### WRITTEN INSTRUCTION
Locate the line containing "Mark every instance of the blue eye" in the material below; repeat it and every line after it, exactly as written.

----- SOURCE RECORDS -----

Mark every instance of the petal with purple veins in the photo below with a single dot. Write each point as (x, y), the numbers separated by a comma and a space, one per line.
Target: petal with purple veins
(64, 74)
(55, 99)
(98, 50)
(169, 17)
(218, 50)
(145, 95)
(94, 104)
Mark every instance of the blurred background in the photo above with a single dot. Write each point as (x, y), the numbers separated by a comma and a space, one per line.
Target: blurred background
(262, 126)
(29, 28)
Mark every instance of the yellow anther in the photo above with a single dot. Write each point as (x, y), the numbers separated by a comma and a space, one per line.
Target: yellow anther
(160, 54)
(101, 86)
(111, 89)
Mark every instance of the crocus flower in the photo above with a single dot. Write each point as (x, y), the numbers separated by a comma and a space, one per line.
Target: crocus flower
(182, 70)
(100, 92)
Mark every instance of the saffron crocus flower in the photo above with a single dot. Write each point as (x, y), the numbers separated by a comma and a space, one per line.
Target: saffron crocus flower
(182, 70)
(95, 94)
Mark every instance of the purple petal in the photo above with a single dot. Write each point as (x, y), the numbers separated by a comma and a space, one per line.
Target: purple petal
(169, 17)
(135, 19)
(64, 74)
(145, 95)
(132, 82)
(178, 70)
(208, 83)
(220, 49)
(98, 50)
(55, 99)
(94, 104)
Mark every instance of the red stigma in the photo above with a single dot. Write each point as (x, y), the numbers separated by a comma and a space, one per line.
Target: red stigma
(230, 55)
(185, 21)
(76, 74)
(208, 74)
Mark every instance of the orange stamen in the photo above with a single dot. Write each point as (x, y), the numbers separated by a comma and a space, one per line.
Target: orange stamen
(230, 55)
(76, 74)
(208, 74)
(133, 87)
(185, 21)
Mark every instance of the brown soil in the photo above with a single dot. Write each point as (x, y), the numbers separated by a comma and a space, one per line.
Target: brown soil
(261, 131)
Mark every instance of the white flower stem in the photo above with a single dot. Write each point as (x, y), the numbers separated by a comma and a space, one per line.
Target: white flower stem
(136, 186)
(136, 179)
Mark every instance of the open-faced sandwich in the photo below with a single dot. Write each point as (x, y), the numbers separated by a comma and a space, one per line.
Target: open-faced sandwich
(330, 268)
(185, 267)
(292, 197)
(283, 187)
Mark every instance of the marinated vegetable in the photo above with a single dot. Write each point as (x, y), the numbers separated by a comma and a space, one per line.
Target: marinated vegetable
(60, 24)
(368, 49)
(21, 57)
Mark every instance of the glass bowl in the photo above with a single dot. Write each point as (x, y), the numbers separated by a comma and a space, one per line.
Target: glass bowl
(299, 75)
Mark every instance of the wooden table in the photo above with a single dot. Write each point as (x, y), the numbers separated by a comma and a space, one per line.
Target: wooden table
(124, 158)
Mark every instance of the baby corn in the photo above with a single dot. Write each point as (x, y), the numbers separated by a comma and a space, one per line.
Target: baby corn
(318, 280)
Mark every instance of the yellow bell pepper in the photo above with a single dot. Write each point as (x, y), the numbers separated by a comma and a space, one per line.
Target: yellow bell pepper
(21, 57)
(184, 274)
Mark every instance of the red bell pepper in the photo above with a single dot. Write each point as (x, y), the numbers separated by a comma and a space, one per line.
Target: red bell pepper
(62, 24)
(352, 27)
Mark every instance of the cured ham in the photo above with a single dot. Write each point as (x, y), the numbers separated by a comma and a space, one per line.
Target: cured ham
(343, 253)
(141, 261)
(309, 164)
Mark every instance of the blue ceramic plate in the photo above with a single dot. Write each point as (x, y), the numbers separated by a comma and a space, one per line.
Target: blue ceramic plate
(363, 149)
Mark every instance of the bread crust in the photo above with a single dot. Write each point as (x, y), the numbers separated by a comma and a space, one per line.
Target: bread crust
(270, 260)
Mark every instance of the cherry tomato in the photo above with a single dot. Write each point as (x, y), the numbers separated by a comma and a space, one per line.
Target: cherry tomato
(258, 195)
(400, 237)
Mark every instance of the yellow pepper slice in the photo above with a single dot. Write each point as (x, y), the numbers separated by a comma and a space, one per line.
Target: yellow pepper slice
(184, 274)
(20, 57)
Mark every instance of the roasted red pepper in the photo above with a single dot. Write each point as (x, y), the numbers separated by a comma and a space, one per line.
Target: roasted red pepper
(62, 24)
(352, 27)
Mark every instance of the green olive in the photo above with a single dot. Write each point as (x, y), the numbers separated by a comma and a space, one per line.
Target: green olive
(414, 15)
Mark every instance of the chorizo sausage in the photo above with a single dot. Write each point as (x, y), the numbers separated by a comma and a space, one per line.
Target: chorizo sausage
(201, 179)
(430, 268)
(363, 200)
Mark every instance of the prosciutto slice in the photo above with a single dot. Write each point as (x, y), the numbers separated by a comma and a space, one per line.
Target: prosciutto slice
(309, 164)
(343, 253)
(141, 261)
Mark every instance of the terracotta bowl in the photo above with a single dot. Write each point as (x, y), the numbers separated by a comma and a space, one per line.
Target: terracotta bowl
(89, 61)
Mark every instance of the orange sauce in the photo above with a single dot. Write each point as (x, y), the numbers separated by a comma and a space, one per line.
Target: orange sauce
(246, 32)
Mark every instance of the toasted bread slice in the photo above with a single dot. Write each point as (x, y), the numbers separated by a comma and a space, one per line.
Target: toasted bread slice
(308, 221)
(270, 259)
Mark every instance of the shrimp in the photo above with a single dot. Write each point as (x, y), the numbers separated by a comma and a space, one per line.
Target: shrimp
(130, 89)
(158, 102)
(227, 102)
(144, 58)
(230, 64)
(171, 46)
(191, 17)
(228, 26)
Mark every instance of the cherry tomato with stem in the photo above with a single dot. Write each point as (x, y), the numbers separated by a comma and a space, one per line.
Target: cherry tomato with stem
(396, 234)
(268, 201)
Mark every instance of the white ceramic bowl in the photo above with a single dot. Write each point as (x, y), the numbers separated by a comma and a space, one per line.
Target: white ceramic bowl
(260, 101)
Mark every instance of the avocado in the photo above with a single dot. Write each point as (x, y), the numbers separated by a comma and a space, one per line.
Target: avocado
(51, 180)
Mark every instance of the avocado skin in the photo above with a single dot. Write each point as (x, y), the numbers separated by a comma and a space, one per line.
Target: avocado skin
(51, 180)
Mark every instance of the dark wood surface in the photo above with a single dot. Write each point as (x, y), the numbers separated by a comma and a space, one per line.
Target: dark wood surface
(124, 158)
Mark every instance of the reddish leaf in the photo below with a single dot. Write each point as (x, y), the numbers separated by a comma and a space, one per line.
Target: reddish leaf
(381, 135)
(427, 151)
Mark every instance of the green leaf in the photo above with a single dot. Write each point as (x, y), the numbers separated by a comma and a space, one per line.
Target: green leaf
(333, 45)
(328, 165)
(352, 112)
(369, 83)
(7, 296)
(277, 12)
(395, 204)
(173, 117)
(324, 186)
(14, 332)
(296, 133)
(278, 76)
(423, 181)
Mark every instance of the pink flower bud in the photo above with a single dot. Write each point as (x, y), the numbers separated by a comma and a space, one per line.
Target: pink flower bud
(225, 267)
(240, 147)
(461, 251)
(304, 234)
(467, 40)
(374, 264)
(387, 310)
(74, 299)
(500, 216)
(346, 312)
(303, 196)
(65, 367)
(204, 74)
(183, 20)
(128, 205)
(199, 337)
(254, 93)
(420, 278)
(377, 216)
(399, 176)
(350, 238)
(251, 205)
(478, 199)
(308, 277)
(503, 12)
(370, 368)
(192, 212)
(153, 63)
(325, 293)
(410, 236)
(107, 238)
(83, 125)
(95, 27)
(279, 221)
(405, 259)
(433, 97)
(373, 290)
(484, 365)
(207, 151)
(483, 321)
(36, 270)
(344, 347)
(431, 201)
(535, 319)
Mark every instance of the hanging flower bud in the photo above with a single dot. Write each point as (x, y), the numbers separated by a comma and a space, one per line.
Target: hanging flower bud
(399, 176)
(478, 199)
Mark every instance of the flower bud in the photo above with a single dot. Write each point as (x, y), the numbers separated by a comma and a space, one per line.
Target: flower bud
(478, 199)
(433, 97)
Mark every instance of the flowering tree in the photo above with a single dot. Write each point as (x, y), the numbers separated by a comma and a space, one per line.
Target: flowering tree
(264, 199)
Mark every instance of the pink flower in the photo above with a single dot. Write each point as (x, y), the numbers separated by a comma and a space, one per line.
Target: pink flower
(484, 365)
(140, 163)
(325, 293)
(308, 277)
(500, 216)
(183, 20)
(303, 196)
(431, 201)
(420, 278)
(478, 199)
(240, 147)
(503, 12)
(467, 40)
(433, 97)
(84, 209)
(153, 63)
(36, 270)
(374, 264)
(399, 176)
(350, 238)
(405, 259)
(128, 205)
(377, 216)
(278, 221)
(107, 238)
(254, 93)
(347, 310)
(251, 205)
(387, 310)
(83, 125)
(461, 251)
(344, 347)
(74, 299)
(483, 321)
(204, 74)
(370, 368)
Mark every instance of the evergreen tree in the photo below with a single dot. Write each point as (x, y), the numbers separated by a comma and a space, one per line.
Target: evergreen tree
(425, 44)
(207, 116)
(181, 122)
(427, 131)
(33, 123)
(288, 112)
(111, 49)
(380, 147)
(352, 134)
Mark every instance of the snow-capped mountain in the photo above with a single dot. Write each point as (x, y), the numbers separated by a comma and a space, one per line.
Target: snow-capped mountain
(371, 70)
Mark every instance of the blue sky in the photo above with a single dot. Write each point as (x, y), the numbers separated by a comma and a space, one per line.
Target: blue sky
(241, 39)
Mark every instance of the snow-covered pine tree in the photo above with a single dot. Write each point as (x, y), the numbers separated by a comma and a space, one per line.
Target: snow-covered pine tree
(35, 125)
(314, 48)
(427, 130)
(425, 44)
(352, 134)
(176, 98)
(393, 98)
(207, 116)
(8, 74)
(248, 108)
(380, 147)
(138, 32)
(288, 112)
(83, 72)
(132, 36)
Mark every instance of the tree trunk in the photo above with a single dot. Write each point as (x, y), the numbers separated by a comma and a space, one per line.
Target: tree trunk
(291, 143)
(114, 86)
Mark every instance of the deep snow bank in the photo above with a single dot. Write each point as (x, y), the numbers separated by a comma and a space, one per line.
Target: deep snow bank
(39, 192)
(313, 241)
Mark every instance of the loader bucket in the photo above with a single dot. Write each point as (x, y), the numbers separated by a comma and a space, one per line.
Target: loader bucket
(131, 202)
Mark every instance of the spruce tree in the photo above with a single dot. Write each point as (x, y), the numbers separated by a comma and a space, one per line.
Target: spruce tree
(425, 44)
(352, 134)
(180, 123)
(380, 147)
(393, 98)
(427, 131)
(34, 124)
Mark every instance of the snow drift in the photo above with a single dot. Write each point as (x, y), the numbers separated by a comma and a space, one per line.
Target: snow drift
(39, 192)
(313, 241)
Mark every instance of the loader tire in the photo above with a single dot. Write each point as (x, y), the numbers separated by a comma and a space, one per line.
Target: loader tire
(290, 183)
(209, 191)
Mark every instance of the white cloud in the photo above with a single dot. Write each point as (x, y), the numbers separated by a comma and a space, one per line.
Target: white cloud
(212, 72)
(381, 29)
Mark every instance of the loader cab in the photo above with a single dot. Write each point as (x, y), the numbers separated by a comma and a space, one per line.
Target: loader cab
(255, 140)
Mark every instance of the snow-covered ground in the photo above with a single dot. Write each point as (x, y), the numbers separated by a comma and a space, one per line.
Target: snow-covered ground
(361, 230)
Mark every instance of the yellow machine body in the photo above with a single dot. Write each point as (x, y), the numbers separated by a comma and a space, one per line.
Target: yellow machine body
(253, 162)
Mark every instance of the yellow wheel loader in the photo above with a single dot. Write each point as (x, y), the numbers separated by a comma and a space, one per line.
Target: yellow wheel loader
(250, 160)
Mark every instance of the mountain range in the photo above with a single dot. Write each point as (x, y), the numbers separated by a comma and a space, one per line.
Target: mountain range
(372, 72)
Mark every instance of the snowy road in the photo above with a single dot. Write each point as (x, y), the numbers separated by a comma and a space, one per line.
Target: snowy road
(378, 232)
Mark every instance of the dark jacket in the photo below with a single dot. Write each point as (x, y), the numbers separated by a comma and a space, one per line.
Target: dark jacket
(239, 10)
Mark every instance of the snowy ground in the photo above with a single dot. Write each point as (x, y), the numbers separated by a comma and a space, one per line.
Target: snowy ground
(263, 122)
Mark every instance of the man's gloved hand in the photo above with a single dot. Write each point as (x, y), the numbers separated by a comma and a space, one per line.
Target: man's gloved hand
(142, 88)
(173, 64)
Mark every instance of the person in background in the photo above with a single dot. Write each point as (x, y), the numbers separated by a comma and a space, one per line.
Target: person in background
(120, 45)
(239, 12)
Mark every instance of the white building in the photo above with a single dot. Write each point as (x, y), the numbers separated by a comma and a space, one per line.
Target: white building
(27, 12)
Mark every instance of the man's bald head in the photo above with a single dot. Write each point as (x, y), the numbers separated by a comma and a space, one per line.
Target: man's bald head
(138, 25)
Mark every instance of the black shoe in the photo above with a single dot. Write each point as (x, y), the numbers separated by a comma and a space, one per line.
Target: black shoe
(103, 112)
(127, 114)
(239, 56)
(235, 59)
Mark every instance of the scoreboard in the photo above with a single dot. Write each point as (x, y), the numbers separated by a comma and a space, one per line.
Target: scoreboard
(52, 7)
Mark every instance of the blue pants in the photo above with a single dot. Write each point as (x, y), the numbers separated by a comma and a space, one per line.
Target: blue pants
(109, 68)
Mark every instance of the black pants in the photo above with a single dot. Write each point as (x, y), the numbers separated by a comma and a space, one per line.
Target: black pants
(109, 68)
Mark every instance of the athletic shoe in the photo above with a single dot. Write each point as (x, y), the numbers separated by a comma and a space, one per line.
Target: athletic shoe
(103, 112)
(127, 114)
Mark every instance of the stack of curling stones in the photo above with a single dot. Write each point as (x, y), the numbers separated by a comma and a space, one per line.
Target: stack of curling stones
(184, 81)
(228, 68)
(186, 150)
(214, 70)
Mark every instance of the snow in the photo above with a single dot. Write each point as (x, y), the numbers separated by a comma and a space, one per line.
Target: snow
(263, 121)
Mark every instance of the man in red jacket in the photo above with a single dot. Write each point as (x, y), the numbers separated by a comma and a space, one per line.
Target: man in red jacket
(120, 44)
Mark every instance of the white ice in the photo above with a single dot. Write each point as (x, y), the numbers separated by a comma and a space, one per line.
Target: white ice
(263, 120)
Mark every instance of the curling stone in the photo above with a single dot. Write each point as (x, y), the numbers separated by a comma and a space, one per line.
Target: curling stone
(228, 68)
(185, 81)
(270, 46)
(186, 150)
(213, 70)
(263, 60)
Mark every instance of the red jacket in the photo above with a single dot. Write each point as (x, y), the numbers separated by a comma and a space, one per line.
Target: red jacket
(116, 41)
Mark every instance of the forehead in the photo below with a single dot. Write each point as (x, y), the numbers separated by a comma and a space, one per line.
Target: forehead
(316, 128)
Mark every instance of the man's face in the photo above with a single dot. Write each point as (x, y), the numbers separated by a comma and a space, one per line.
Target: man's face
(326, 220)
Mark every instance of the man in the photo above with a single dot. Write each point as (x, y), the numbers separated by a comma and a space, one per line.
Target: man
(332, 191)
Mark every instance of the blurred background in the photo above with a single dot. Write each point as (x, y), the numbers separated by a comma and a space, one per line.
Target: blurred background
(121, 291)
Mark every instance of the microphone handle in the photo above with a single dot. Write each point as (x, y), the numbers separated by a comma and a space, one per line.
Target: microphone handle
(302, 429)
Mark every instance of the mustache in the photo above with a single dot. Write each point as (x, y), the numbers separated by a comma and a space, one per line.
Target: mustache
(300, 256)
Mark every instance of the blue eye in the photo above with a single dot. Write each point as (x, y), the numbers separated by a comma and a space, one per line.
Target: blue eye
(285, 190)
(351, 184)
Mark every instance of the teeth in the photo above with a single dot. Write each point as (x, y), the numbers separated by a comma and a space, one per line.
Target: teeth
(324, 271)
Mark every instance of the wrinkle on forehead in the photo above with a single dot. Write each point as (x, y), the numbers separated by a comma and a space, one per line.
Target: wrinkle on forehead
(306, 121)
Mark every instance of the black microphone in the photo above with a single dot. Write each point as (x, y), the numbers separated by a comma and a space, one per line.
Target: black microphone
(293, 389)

-----

### COMPLETED EXERCISE
Mark every instance of the blue eye in the photo above with a single dot. Write each point as (x, y), the numbers separated by a comma and a space, one per line.
Target: blue eye
(285, 190)
(351, 184)
Mark every instance of the teeth in the photo above with a single dot. Write each point as (x, y), the numbers separated by a comma and a space, one per line.
Target: teeth
(324, 271)
Mark every instance of the wrinkle on forehead in the photo above with a single dot. Write each point as (x, y), the numbers separated by a comma and a space, one per line.
Target: wrinkle on forehead
(306, 121)
Mark every instance of the black microphone in the photo above with a single dot. Write each point as (x, y), the numbers separated by a comma and a space, one per line.
Target: black microphone
(293, 389)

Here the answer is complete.